■ **DONNÉES FOURNIES**
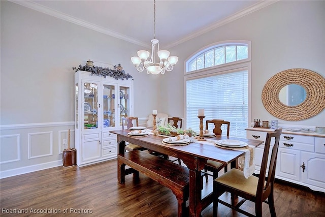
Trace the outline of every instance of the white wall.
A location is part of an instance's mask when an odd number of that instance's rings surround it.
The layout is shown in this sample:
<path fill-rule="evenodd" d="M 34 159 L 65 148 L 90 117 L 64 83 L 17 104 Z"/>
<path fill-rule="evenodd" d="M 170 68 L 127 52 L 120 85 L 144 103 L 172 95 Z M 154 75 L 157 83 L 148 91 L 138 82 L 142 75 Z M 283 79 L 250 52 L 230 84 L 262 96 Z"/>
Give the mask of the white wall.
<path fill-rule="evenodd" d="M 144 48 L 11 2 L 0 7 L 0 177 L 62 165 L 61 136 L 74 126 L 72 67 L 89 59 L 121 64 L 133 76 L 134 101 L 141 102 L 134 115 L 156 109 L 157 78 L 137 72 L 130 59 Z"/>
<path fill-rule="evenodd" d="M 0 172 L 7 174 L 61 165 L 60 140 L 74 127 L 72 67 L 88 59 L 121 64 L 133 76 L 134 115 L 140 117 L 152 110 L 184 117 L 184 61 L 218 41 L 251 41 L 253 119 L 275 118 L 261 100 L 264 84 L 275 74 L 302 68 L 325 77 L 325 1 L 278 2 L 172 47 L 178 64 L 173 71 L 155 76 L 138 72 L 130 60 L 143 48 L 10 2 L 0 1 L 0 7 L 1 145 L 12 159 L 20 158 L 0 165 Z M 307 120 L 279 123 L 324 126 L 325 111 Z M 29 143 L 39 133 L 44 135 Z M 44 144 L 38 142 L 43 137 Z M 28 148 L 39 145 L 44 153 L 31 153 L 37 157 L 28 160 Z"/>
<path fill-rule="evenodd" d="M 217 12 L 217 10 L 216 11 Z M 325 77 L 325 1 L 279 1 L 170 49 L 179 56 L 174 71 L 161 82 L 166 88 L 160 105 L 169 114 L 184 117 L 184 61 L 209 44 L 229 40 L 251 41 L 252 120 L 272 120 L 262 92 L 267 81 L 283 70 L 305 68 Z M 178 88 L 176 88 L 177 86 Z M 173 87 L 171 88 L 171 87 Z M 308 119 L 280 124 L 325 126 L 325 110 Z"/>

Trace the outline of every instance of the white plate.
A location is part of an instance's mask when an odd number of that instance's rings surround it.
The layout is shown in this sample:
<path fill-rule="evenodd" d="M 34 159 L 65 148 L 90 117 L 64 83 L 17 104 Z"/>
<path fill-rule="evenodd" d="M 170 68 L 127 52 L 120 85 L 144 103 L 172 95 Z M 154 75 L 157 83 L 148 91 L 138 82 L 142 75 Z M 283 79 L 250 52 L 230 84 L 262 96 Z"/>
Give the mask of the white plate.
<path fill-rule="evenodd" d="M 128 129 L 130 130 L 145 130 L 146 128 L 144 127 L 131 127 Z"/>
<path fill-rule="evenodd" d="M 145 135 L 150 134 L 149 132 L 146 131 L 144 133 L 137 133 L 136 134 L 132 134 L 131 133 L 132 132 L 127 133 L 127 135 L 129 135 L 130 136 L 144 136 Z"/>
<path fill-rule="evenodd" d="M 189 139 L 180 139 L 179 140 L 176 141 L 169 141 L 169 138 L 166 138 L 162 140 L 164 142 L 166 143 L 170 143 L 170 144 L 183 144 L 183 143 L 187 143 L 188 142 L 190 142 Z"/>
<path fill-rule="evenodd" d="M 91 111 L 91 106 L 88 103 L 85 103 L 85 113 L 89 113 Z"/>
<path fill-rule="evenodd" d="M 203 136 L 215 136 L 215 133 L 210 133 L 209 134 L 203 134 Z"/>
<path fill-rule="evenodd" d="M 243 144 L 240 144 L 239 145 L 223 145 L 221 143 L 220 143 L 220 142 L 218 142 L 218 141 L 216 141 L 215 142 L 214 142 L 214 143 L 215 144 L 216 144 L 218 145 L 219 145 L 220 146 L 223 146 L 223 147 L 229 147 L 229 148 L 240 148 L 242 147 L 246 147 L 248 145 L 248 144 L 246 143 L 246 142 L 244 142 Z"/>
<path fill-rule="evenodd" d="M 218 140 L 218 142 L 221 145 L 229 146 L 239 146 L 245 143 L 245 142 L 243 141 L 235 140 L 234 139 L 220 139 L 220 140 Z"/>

---

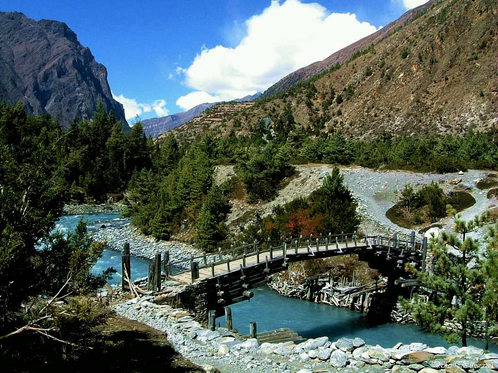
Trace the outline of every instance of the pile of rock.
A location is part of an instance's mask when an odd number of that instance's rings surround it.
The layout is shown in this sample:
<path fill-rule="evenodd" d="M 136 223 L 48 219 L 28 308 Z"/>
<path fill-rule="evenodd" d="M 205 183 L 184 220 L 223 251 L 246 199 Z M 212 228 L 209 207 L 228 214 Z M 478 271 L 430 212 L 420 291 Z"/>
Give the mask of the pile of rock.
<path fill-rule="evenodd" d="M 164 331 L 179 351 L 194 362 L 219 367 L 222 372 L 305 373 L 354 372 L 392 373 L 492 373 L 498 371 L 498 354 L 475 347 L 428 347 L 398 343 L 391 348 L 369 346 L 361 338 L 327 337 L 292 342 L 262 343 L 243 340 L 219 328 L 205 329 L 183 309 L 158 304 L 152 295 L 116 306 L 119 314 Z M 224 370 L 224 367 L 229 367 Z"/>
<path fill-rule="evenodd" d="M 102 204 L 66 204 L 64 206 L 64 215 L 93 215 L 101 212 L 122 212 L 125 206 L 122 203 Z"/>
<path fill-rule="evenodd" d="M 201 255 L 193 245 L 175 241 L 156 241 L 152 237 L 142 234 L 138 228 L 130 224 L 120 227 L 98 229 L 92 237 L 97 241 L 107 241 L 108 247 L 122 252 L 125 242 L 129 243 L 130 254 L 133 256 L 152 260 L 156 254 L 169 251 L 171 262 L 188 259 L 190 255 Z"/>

■ **ÉNONCÉ**
Transformez en liste numérotée les lignes des données qui vont de la ligne contenant « Trace the outline of every instance of the white wall. » jusqu'à celle contenant « 144 48 L 11 », ces deux lignes incluses et les lignes vides omises.

■ **CORRIGÉ**
1. Trace the outline of every instance of the white wall.
2. A location is part of an instance's mask when an odd number of that instance's rings surround it.
3. The layout is shown in this sample:
4. <path fill-rule="evenodd" d="M 34 159 L 65 148 L 90 117 L 64 83 L 17 104 Z"/>
5. <path fill-rule="evenodd" d="M 170 68 L 127 52 L 120 85 L 144 103 L 172 95 Z M 154 75 L 157 83 L 148 91 L 138 82 L 142 75 Z M 283 79 L 250 52 L 230 84 L 262 96 Z"/>
6. Give the mask of the white wall.
7. <path fill-rule="evenodd" d="M 144 48 L 11 2 L 0 7 L 0 177 L 62 165 L 61 136 L 74 126 L 72 67 L 89 59 L 121 64 L 133 76 L 134 101 L 141 102 L 134 115 L 156 109 L 157 78 L 137 72 L 130 59 Z"/>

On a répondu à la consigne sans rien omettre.